Retype the data below without altering anything.

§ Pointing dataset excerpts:
⟨
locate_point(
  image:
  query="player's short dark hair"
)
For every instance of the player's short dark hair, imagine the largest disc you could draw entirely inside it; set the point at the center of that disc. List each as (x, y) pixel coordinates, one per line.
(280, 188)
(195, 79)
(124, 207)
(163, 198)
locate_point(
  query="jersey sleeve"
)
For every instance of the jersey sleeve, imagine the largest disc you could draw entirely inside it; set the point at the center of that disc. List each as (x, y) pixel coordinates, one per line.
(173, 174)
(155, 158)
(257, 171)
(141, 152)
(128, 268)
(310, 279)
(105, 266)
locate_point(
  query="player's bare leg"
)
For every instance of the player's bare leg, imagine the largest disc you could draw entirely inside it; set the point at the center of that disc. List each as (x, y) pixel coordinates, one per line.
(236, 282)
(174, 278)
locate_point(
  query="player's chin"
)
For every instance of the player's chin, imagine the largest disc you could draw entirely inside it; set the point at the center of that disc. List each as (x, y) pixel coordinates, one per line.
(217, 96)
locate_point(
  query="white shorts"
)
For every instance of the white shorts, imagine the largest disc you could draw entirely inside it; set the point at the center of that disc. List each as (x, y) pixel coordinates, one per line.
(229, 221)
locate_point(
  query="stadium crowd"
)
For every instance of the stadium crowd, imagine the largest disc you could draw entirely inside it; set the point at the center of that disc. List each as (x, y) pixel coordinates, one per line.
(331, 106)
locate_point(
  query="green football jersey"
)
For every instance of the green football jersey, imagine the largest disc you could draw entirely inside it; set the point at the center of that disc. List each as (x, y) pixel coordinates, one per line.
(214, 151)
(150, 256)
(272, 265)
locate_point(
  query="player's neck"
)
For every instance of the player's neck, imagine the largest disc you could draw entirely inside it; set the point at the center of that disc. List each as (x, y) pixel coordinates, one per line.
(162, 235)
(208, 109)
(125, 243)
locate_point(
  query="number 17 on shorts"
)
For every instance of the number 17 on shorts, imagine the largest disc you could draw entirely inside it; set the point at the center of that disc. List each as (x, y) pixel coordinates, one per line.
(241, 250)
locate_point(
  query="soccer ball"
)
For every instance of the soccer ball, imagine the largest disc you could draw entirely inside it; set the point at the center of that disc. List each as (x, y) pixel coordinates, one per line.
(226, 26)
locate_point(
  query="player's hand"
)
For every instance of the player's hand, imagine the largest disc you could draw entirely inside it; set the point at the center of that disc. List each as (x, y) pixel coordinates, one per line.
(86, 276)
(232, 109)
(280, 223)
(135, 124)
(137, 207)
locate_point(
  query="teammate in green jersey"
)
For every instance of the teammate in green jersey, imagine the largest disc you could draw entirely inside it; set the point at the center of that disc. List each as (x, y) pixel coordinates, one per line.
⟩
§ Finished answer:
locate_point(
  image:
  query="player's short dark hair"
)
For every instance of the player's short dark hair, imagine the largest disc you could draw entirely inside it; set the point at the center of that disc. List each as (x, y) pixel coordinates, one per line.
(280, 188)
(195, 79)
(124, 207)
(163, 198)
locate_point(
  query="jersey sleeve"
)
For every instance of the jersey sleeve, imagine the largest disc you could draw entirely inside it; set the point at the center of that disc. List each as (x, y) pixel coordinates, one per line.
(173, 174)
(155, 158)
(257, 171)
(141, 152)
(128, 268)
(310, 279)
(105, 266)
locate_point(
  query="player's bare leg"
)
For every instance of the player's bare leg, imagine the largest disc you could draw entirely inside it; set the point at the center of that disc. List each as (x, y) pixel coordinates, one per line.
(236, 282)
(174, 278)
locate_point(
  query="player's chin"
)
For every instance of the player's chin, imagine the largest disc you could draw entirely inside it; set the point at the center of that disc. List each as (x, y) pixel coordinates, one per line.
(217, 96)
locate_point(
  query="white shorts"
)
For every instance of the white shorts, imagine the largest disc you could draw entirely inside it; set the point at the center of that disc. List each as (x, y) pixel coordinates, one per line.
(229, 221)
locate_point(
  query="stadium crowd"
)
For every instance of the stadium crowd, imagine the largest disc you could draw entirely inside it; set the point at the center of that disc. List each as (x, y) pixel coordinates, one per line.
(331, 106)
locate_point(
  query="green football jersey"
)
For every instance of the green football jersey, imagine the largest disc you could draw entirely inside it; set the point at the center of that disc. List each as (x, y) pixel coordinates, one per line.
(214, 151)
(150, 256)
(272, 265)
locate_point(
  query="player's neck"
)
For every instance of the player's neck, imagine the largest disc you could draw entirely inside it; set the point at the center of that disc. List each as (x, y) pixel coordinates, one per line.
(162, 235)
(208, 109)
(125, 243)
locate_point(
  query="number 17 on shorts"
)
For every instance of the number 17 on shorts, imagine the largest disc you could draw entirely inside it; set the point at the center of that disc. List each as (x, y) pixel coordinates, one per line.
(241, 250)
locate_point(
  query="soccer ball"
)
For every instance of the soccer ball, imagine the largest disc you could draw entirely inside it; set the point at the center of that disc. List each as (x, y) pixel coordinates, one per line.
(226, 26)
locate_point(
  query="player's hand"
)
For every instance of the player's hand, imagine the largest disc you could draw entirely inside it; set the point at the center of that disc. List each as (x, y) pixel coordinates, one per line.
(86, 276)
(232, 109)
(280, 223)
(135, 124)
(137, 207)
locate_point(
  query="teammate in green jersey"
)
For every instance of the teammate in green jersey, imagine the largest disc you could draw entirely inside it; set the point at the center of that disc. List each as (x, y) pixel coordinates, one per line.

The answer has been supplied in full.